> **ABOUT THIS TASK**: For the listing below, print exactly the lines from the line with "Target: rock face" to the line with "Target: dead tree trunk", both included, and nothing beyond them.

> **RECORD SET**:
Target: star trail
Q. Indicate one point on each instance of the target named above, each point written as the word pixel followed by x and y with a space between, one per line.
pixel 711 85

---

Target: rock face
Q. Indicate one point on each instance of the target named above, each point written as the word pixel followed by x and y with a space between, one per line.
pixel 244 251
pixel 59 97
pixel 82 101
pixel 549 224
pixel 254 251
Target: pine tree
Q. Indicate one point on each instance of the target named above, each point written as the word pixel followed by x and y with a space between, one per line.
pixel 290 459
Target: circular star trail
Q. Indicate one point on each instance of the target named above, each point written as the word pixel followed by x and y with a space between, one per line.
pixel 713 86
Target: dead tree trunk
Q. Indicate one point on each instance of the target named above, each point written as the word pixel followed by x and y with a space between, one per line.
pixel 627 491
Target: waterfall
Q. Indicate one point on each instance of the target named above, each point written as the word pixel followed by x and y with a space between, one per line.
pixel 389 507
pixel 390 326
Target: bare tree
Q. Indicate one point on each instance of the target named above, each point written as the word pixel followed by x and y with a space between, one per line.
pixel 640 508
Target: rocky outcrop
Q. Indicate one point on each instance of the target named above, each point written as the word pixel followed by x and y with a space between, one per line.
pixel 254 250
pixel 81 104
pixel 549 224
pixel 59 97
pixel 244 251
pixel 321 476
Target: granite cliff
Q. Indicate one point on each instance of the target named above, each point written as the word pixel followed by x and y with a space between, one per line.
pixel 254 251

---

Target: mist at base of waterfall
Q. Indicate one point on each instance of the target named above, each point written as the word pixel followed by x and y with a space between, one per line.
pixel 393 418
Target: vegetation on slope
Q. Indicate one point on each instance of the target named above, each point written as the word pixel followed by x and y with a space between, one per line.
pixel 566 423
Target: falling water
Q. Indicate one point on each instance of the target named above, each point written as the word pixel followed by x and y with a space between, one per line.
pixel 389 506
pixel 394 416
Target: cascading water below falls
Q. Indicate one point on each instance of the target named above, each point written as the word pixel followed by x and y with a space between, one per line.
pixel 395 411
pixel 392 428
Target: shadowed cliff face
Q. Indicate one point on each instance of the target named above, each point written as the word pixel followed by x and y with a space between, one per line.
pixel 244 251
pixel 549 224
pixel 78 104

> **TASK OUTPUT**:
Target: rock face
Q. Indicate one point on each instance of the target named above, each point written as the word pixel followed by x and y with a space between, one per line.
pixel 244 251
pixel 59 97
pixel 82 101
pixel 549 224
pixel 254 251
Target: pine tree
Q. Indicate one point on each instance of the target named above, each point written as the word pixel followed by x and y with a space between, one per line.
pixel 290 459
Target: circular star trail
Q. Indicate one point on each instance of the target named above, each point written as the word pixel followed by x and y with a space between, one per line.
pixel 713 86
Target: dead tree trunk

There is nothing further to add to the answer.